Using the information
a) Copy the passage about the Blue Light mental health team word for word, starting at "Ian joined the" and ending at "attending in person.".
b) Write the next part of the article about the Blue Light mental health team, picking up after its last sentence.

Selected passage
━━━━

Now the team’s contribution has been commended by Sussex Police, who highlighted their dedication, professionalism and commitment, saying: 'The Blue Light team has worked tirelessly alongside uniformed colleagues to manage, maintain and promote best practice in mental health police provisions.'

“We didn’t know anything about it – an officer nominated us,” Ian explains. “We feel very proud.”

Expert assessments and advice

Ian joined the team almost 3 years ago, after retiring from working within an A&E department for 15 years. His team covers North West and Mid Sussex, which has a population of 385,000, with one nurse on each shift available from 2pm until 10pm each evening. There are 4 other teams serving Eastbourne, Brighton, Worthing and Chichester.

“Any officer can call from wherever they are and ask for our support,” Ian explains. This might include over-the-phone advice, some history if the person they’re trying to help is known to the service, or attending in person.

Any officer can call from wherever they are and ask for our support

Team members can also check on calls coming from members of the public, to see if there’s anything they can help with straightaway – for example, if a person is showing signs of distress and demonstrating risky behaviour, such as dodging in and out of traffic on a busy road.

━━━━

Dataset excerpts
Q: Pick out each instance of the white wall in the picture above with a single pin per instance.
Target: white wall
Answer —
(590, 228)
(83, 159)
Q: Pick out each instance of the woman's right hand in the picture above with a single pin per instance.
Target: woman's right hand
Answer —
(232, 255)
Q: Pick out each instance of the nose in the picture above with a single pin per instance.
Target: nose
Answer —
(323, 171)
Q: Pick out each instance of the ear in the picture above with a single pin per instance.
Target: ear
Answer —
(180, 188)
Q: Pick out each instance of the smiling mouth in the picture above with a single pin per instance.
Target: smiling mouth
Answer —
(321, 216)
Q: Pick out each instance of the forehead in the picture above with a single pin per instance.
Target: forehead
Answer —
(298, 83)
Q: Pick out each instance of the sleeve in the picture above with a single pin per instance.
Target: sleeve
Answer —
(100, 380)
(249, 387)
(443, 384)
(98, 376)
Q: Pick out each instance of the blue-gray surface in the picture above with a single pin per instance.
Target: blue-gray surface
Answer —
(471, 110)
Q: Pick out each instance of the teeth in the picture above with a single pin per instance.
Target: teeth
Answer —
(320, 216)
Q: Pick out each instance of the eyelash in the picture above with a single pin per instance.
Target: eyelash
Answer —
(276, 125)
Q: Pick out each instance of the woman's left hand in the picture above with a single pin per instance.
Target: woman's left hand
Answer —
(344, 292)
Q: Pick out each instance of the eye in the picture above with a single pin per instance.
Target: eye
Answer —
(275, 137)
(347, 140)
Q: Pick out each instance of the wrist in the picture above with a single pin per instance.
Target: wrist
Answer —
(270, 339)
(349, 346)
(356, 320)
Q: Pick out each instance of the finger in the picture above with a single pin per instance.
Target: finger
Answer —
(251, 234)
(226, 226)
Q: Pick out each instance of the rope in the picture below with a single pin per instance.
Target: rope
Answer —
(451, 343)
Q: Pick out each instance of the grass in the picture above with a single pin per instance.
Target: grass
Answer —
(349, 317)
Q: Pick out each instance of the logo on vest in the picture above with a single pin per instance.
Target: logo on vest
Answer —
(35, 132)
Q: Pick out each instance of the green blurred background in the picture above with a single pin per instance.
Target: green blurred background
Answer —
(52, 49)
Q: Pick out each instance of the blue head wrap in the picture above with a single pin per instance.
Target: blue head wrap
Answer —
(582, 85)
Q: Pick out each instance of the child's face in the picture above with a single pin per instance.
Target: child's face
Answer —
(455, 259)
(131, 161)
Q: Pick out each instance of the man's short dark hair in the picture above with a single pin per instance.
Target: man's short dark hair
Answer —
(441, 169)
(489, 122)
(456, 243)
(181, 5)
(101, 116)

━━━━

Answers to each task
a)
Ian joined the team almost 3 years ago, after retiring from working within an A&E department for 15 years. His team covers North West and Mid Sussex, which has a population of 385,000, with one nurse on each shift available from 2pm until 10pm each evening. There are 4 other teams serving Eastbourne, Brighton, Worthing and Chichester.

“Any officer can call from wherever they are and ask for our support,” Ian explains. This might include over-the-phone advice, some history if the person they’re trying to help is known to the service, or attending in person.

b)
Immediate assessments are carried out to determine whether someone should be held under Section 136 of the Mental Health Act, which gives the police emergency powers to remove someone from a public place to somewhere safe.

Decisions can also be made about whether any follow-up is needed from mental health, social or substance misuse services.

“The beauty of this system is being embedded with the police,” says Ian. “I’m very impressed with their attitude towards someone in a mental health crisis. They’re very supportive, helping us to develop this service.” 

Ian Fairburn with colleagues having conversation outside

Above: Ian, left, pictured with colleagues

The service operates alongside a growing demand for mental health support. SPNHSFT says calls to a mental health crisis line more than doubled over a 12-month period – reaching 17,000 in September 2023, up from 7,500 the previous year. Meanwhile there has been a 15% rise between 2019 and 2023 in those attending A&E departments for mental health conditions, says the trust.  

Reducing crises

A key aim of Ian’s service is to reduce the number of people detained under Section 136, by assessing what’s best for the person at that point. Options might include admission to a mental health unit, referral to a crisis team, or a voluntary place at a local haven where someone can access immediate support.

“The difference for patients is they get a gold star service,” says Ian. “We’re all very experienced senior nurses and we can be there, on the spot and face-to-face.” 

Feedback is overwhelmingly good, both from patients and their families. Meanwhile statistics show their intervention works too, with just 9 people receiving a Section 136 during a recent month – around two-thirds less than in other areas.

“Patients are engaging with us,” he says. “They don’t have to go to A&E and be assessed – I can do it and we can agree a plan together about the best course of action.”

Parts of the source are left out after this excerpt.